◆ STATED TASK ◆
Reproduce verbatim the lines from the one containing "Please pick out the brown" through the final line, inclusive.

─── SUPPLIED MATERIAL ───

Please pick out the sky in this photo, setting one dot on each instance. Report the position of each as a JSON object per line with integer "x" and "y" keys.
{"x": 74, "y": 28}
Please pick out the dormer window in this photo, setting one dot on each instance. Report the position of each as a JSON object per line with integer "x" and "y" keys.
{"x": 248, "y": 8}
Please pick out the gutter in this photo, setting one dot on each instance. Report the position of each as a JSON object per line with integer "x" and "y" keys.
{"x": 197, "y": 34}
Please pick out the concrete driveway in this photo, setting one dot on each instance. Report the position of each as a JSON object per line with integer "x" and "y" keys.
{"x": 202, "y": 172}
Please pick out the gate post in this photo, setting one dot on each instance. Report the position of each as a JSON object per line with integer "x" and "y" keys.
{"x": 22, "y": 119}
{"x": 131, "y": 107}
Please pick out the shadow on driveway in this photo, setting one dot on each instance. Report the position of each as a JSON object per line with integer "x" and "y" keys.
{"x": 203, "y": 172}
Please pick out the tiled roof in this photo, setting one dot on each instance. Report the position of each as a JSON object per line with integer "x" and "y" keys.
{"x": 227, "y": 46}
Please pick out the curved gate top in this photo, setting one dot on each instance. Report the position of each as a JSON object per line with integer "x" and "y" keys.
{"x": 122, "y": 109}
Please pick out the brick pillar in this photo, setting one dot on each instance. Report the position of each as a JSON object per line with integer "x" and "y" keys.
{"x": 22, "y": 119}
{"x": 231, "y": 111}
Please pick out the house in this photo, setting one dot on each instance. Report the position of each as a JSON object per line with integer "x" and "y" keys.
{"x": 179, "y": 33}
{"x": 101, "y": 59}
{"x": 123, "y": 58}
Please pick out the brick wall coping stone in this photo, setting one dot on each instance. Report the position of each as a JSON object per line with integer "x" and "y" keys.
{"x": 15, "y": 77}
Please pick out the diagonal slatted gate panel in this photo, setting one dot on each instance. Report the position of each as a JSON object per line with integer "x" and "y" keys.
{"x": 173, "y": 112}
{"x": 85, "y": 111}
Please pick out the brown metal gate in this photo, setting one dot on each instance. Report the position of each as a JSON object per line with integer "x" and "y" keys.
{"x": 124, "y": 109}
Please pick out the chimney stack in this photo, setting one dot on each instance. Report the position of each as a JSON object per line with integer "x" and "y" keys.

───

◆ TASK ANSWER ◆
Please pick out the brown metal gate in this photo, setting one dot on each instance. Report the position of each as a JSON object per line with integer "x" and "y" keys.
{"x": 124, "y": 109}
Please pick out the chimney stack in this photo, setting one dot on each instance. Report the position of each as a JSON object per line with integer "x" and "y" keys.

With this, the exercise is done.